**Rows from a pointing dataset**
>> start

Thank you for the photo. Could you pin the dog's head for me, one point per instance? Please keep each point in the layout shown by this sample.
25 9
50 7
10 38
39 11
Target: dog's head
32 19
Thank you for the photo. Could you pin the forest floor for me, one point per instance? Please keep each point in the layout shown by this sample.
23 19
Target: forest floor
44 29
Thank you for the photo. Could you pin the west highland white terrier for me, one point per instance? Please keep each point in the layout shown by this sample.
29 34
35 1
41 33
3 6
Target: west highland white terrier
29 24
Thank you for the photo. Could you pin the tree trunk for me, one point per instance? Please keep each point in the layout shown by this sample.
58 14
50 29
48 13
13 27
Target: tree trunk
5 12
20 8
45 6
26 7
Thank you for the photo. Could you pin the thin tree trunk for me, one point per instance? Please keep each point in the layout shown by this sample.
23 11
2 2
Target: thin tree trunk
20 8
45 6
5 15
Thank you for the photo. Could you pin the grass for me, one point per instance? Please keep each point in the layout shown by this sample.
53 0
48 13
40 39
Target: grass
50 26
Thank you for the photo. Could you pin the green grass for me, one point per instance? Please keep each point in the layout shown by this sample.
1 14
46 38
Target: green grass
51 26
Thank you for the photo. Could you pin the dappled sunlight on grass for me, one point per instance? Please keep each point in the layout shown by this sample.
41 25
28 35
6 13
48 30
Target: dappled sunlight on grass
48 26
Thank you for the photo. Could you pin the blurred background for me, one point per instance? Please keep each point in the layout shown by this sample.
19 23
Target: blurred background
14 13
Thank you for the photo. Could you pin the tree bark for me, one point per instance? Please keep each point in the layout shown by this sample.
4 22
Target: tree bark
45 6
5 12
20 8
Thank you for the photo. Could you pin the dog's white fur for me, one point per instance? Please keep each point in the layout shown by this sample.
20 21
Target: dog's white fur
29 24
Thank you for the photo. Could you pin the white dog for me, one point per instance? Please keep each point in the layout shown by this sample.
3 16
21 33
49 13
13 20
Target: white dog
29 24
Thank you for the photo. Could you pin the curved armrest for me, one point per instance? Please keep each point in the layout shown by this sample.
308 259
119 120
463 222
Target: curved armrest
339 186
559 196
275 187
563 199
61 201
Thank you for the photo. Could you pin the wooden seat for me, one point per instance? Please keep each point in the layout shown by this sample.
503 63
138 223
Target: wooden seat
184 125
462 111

>> end

Return all of the data exactly as it reads.

**Final result**
Thank you for the photo. Could you pin the dog's head for me, one point per instance? Please keep each point in the layout shown by this sample.
25 9
50 7
10 38
39 11
Target: dog's head
32 19
Thank you for the photo. Could you pin the forest floor for me, one point per instance? Please keep each point in the layout shown by this sample.
23 19
Target: forest floor
44 29
Thank you for the photo. Could you pin the west highland white terrier for me, one point per instance? Please keep each point in the layout shown by this sample.
29 34
35 1
41 33
3 6
Target: west highland white terrier
29 24
Thank you for the photo. Could you pin the tree trunk for me, one point per instance? Please keep each point in the layout shown by this sample.
58 14
50 29
48 13
13 27
Target: tree trunk
5 12
20 8
45 6
26 7
Thank you for the photo. Could you pin the thin tree trunk for me, one point per instance? Please keep each point in the layout shown by this sample.
23 11
2 2
Target: thin tree trunk
20 8
45 6
5 15
Thank you for the photo. Could you pin the grass for me, one point per instance? Please keep each point in the layout shown by this sample.
53 0
48 13
40 39
Target: grass
50 26
Thank you for the photo. Could you pin the green grass for me, one point per instance? Please keep each point in the layout shown by this sample.
1 14
46 38
Target: green grass
51 26
Thank you for the photo. Could you pin the dappled sunlight on grass for me, one point per instance? Please keep each point in the layout shown by this sample.
41 25
28 35
6 13
48 30
Target: dappled sunlight on grass
48 26
Thank you for the photo. Could you pin the blurred background for me, one point per instance? Please keep each point in the layout shown by this sample.
19 23
Target: blurred background
14 13
Thank you for the photo. Could you pin the tree bark for me, one point per instance? Please keep each point in the layout shown by this sample.
4 22
Target: tree bark
45 6
5 12
20 8
Thank you for the photo. Could you pin the dog's white fur for me, one point per instance? Please keep each point in the layout shown by this sample.
20 21
Target: dog's white fur
29 24
Thank you for the photo. Could you pin the white dog for me, one point per instance? Please keep each point in the layout shown by this sample.
3 16
21 33
49 13
13 20
Target: white dog
29 24
Thank you for the photo. Could you pin the curved armrest for me, one point per instance? Please keep each point in the layout shown by this sample.
308 259
119 120
463 222
Target: curved armrest
339 186
559 196
275 187
563 199
61 201
Thank you for the photo. Could you pin the wooden seat for me, one point per instance? Please keep each point in the layout shown by this sample.
503 63
138 223
Target: wooden seat
184 125
462 111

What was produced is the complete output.